> [Data for review]:
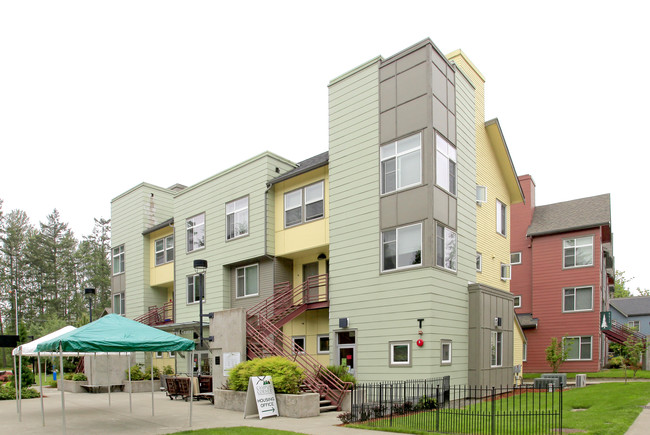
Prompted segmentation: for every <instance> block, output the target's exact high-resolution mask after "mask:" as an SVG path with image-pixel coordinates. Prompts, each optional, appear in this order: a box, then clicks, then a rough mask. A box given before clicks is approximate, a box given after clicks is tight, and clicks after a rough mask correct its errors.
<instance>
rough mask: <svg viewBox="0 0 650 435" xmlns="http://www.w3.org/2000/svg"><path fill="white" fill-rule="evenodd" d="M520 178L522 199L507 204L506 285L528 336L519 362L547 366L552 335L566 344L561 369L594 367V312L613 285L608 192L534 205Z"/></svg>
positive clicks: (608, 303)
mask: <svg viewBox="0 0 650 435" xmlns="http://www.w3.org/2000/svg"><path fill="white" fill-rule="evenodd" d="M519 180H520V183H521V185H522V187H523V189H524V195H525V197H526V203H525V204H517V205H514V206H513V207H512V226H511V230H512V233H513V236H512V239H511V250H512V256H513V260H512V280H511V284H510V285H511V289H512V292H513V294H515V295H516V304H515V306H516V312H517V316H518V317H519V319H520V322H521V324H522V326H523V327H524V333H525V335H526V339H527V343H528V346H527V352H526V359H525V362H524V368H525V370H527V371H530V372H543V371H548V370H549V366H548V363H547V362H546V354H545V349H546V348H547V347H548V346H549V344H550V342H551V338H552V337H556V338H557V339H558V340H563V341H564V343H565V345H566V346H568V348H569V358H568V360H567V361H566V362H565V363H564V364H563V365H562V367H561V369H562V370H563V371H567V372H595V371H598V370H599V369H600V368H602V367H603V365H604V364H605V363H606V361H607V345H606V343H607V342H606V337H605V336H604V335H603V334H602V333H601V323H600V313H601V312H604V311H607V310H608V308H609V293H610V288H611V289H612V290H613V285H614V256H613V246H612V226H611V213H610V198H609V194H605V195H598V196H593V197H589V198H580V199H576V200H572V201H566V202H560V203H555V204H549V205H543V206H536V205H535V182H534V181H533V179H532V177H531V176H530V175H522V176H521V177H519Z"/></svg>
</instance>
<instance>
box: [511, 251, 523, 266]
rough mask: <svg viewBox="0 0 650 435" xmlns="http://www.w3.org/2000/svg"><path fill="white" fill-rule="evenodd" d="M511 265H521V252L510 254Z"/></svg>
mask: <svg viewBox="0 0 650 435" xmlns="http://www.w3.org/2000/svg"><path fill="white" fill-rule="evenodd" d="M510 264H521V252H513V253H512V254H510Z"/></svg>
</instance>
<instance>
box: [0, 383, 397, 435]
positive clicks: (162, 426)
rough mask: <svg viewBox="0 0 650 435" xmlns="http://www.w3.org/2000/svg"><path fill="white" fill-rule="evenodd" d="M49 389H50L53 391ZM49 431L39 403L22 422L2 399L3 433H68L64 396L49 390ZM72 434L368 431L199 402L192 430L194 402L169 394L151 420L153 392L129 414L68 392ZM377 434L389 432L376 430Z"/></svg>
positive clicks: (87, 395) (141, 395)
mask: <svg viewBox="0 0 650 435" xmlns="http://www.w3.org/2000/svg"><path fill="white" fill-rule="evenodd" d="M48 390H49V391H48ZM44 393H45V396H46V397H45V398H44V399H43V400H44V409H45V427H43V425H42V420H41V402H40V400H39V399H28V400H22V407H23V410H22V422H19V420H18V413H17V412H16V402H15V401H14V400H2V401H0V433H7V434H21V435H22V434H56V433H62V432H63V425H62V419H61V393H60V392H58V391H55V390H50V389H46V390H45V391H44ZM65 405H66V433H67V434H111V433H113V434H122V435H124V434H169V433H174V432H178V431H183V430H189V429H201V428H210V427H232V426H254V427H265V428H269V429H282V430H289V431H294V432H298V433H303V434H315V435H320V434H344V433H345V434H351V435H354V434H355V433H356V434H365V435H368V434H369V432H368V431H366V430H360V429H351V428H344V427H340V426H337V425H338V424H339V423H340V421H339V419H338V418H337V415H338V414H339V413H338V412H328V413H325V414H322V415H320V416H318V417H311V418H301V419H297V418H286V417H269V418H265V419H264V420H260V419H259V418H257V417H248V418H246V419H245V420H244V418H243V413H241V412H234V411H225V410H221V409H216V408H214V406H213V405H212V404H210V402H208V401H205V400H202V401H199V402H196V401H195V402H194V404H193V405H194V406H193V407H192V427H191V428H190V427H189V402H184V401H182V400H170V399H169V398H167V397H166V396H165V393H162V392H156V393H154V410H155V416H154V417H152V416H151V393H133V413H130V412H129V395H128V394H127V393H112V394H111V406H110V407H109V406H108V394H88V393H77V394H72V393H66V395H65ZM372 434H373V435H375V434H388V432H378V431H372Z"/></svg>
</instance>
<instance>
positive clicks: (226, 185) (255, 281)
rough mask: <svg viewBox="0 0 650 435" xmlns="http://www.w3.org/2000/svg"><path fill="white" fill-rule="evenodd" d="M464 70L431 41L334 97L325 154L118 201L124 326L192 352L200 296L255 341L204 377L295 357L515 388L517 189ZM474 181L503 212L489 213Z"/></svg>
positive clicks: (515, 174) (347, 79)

> [Exercise directions]:
Copy out every line of the records above word for word, but leave out the pictures.

> [Answer space]:
Prompted segmentation: for every <instance> block, output the target's exact high-resolution mask after "mask:" as an SVG path with image-pixel coordinates. Prompts, each optional, appear in this order: a box, then clicks, then a rough mask. A box given before clicks is approximate, a box given after clicks is tight, and clicks after a rough mask correct its errors.
<instance>
rough mask: <svg viewBox="0 0 650 435" xmlns="http://www.w3.org/2000/svg"><path fill="white" fill-rule="evenodd" d="M520 178L522 199L507 204L506 285L528 336L519 362L547 366L552 335L566 344L561 369L594 367V312L613 285L608 192L534 205Z"/></svg>
positive clicks: (608, 303)
mask: <svg viewBox="0 0 650 435" xmlns="http://www.w3.org/2000/svg"><path fill="white" fill-rule="evenodd" d="M519 180H520V183H521V185H522V187H523V189H524V195H525V197H526V203H525V204H517V205H514V206H513V207H512V226H511V230H512V233H513V236H512V239H511V250H512V256H513V260H512V280H511V284H510V285H511V289H512V292H513V294H515V295H516V304H515V306H516V312H517V316H518V317H519V319H520V322H521V324H522V326H523V327H524V333H525V335H526V339H527V343H528V346H527V352H526V359H525V362H524V368H525V370H527V371H530V372H543V371H548V370H549V366H548V363H547V362H546V354H545V349H546V348H547V347H548V346H549V344H550V342H551V338H552V337H556V338H557V339H558V340H563V341H564V343H565V345H566V346H568V348H569V358H568V360H567V361H566V362H565V363H564V364H563V365H562V367H561V369H562V370H563V371H567V372H595V371H598V370H599V369H600V368H602V367H603V365H604V364H605V363H606V361H607V345H606V343H607V342H606V337H605V336H604V335H603V334H602V333H601V323H600V313H601V312H604V311H607V310H608V308H609V293H610V288H611V289H612V290H613V285H614V256H613V246H612V226H611V213H610V198H609V194H605V195H598V196H593V197H589V198H580V199H576V200H572V201H566V202H560V203H555V204H549V205H543V206H536V205H535V182H534V181H533V179H532V177H531V176H530V175H522V176H521V177H519Z"/></svg>
</instance>
<instance>
box: [511, 251, 523, 266]
rough mask: <svg viewBox="0 0 650 435" xmlns="http://www.w3.org/2000/svg"><path fill="white" fill-rule="evenodd" d="M511 265H521V252L510 254Z"/></svg>
mask: <svg viewBox="0 0 650 435" xmlns="http://www.w3.org/2000/svg"><path fill="white" fill-rule="evenodd" d="M510 264H521V252H513V253H512V254H510Z"/></svg>
</instance>
<instance>
box: [0, 383, 397, 435]
positive clicks: (162, 426)
rough mask: <svg viewBox="0 0 650 435" xmlns="http://www.w3.org/2000/svg"><path fill="white" fill-rule="evenodd" d="M49 389H50L53 391ZM49 431L39 403L22 422L2 399L3 433H68L64 396L49 390ZM72 434L368 431L199 402L192 430L194 402L169 394L151 420L153 392L129 414L68 392ZM377 434L389 432L376 430Z"/></svg>
positive clicks: (87, 395) (141, 395)
mask: <svg viewBox="0 0 650 435" xmlns="http://www.w3.org/2000/svg"><path fill="white" fill-rule="evenodd" d="M48 390H49V391H48ZM44 393H45V396H46V397H45V398H44V399H43V400H44V409H45V427H43V425H42V420H41V402H40V400H39V399H28V400H22V407H23V410H22V422H19V420H18V413H17V412H16V402H15V401H14V400H2V401H0V433H7V434H21V435H22V434H56V433H62V432H63V425H62V419H61V393H60V392H58V391H55V390H50V389H46V390H45V391H44ZM65 405H66V433H67V434H111V433H113V434H122V435H124V434H169V433H174V432H178V431H183V430H189V429H201V428H210V427H232V426H254V427H265V428H269V429H282V430H289V431H294V432H298V433H303V434H315V435H320V434H344V433H345V434H351V435H354V434H355V433H356V434H365V435H368V434H369V432H368V431H366V430H360V429H351V428H344V427H340V426H337V425H338V424H339V423H340V421H339V419H338V418H337V415H338V414H339V413H338V412H328V413H325V414H322V415H320V416H318V417H311V418H301V419H297V418H286V417H269V418H265V419H264V420H260V419H259V418H257V417H248V418H246V419H245V420H244V418H243V413H241V412H234V411H225V410H221V409H216V408H214V406H213V405H212V404H210V402H208V401H205V400H202V401H199V402H196V401H195V402H194V404H193V405H194V406H193V407H192V427H191V428H190V427H189V402H184V401H182V400H170V399H169V398H167V397H166V396H165V393H162V392H156V393H154V410H155V416H154V417H152V416H151V393H133V413H130V412H129V395H128V394H127V393H112V394H111V406H110V407H109V406H108V394H88V393H77V394H72V393H66V395H65ZM372 434H373V435H375V434H388V432H378V431H372Z"/></svg>
</instance>
<instance>
positive clicks: (226, 185) (255, 281)
rough mask: <svg viewBox="0 0 650 435" xmlns="http://www.w3.org/2000/svg"><path fill="white" fill-rule="evenodd" d="M464 70L431 41L334 97L325 154L118 201L124 326L192 352L200 296L255 341L204 377L295 357L515 388L517 189ZM474 181L503 212L489 213Z"/></svg>
positive clicks: (515, 174) (347, 79)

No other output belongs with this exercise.